BRIEF: Every record below is to be restated word for word.

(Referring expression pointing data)
--------

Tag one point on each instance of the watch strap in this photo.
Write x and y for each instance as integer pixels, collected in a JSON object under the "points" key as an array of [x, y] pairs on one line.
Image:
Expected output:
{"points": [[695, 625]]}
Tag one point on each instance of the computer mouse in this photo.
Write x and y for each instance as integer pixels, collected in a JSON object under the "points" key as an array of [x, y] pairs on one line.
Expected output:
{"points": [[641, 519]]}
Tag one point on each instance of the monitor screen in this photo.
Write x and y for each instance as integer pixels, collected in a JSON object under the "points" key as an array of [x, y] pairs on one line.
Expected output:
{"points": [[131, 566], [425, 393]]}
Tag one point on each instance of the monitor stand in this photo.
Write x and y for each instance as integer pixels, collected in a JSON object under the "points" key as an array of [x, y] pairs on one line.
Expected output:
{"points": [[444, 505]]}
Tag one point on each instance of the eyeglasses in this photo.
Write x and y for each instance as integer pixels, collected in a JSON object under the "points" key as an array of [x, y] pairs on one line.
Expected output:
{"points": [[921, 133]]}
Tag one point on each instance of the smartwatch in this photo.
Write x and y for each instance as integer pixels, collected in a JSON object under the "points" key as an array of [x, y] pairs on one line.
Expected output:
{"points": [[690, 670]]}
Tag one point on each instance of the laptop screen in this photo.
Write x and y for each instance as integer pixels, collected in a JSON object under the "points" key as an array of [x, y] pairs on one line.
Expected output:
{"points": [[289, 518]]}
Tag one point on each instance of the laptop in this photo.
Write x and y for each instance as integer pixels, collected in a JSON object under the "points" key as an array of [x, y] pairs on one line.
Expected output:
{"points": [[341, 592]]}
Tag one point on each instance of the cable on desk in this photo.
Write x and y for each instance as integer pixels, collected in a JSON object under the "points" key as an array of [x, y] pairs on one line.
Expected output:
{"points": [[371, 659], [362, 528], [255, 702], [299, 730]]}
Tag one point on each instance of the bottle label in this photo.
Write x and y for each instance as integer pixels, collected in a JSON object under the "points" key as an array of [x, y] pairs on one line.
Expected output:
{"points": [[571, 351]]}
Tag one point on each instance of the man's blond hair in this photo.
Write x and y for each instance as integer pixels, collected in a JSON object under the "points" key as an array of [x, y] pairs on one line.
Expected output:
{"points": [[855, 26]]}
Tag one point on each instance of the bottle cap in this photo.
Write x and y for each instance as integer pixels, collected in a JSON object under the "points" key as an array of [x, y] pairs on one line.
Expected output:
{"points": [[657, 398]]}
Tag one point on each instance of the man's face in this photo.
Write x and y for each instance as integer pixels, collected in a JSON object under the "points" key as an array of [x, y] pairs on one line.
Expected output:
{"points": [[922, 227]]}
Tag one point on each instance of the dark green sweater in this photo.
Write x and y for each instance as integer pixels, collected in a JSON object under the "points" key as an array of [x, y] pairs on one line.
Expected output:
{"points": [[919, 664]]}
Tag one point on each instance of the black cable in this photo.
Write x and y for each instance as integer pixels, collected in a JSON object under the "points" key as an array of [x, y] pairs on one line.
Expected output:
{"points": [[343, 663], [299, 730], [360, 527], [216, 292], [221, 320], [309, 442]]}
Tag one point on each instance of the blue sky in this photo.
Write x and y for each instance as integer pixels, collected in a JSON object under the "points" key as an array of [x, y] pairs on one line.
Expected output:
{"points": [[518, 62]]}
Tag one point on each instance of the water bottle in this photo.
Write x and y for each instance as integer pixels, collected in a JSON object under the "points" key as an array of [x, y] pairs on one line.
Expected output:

--------

RESULT FOR THIS TASK:
Tag one point on each instance of the watch strap in this photo.
Write x and y for each instance as integer pixels, collected in a JSON object under the "points" key as an array of [x, y] pairs on one line.
Image:
Expected output:
{"points": [[695, 625]]}
Tag one point on each instance of the computer mouse in this photo.
Write x and y for each instance as integer pixels, collected in a JSON object under the "points" key as an array of [x, y] pairs on one line.
Expected output:
{"points": [[641, 519]]}
Tag one point on each instance of the monitor screen in this photo.
Write x and y for each instance as integer pixels, collected in a JSON object under the "points" key as an array of [x, y] pairs on one line.
Expected output:
{"points": [[131, 566], [425, 393]]}
Tag one point on each instance of the monitor stand in this photo.
Write x and y for each instance as integer pixels, collected in a JSON object under the "points" key as an array of [x, y] pairs on one line.
Expected output:
{"points": [[444, 505]]}
Tag one point on each instance of the eyeglasses in this photo.
Write x and y for each instance as integer pixels, collected in a JSON object under the "points" key as an array of [x, y] pairs on one line.
Expected output:
{"points": [[921, 133]]}
Tag one point on each instance of the smartwatch in this photo.
Write x and y for each instance as integer pixels, collected in a JSON object under the "points" key as an array of [x, y] pairs on one line.
Expected output:
{"points": [[690, 670]]}
Tag one point on each instance of the laptop screen in this photo.
Write x and y for each instance as integer pixels, collected in a JSON object under the "points" key as an array of [x, y] pairs on one line.
Expected output:
{"points": [[289, 518]]}
Tag one point on each instance of the laptop in this photo.
Write x and y for each instance as integer pixels, collected in a JSON object under the "points" key as an array of [x, y] pairs on one line.
Expected output:
{"points": [[341, 592]]}
Tag one point on each instance of the cable on desk in this photo.
Write x and y for each instance as integer pixels, collected in a JSON object under the "points" key as an array of [x, y] pairs on one line.
Expected output:
{"points": [[371, 659], [362, 528], [255, 702], [299, 730]]}
Tag one point on each instance of the bottle label in this photo.
Write x and y for each instance as integer pixels, collected in a JSON object under the "points" key as an array of [x, y] pairs on one line.
Expected output:
{"points": [[571, 351]]}
Tag one point on each instance of the man's blond hair in this photo.
Write x and y for each instance as integer pixels, collected in a JSON object under the "points" key as an array of [x, y] pairs on one line.
Expected output:
{"points": [[855, 26]]}
Tag one point on each instance of the bottle cap in this photo.
Write x and y for each instance as integer pixels, collected in a JSON object under the "points" key as an array of [x, y] pairs on one line.
Expected output:
{"points": [[657, 398]]}
Tag one point on each instance of the man's face in this photo.
Write x and y for each instance as integer pixels, collected in a JSON object under the "points" key as an array of [x, y] pairs on one line.
Expected output:
{"points": [[922, 227]]}
Tag one point on each instance of the dark green sweater in this photo.
Write x and y for each instance as integer pixels, collected in a JSON object under the "points" key as an array of [x, y] pairs on one line.
Expected output:
{"points": [[919, 664]]}
Tag one point on each instance of the black cable in this photo.
Write x and y for each instance as integer pixels, collected in a JSON object under the "points" key as an array of [x, y] pairs on one line.
Expected output:
{"points": [[343, 663], [299, 730], [360, 527], [216, 292], [221, 320], [309, 442]]}
Tag one point on each instance of the blue sky in this photo.
Write x and y for each instance as integer pixels, collected in a JSON object under the "points" key as an array of [x, y] pairs on one line.
Expected output:
{"points": [[518, 62]]}
Tag one point on each instance of the water bottle in this photo.
Write x and y for each instance as integer pixels, collected in a JSON object under the "points" key as an array of [x, y] pairs on one line.
Expected output:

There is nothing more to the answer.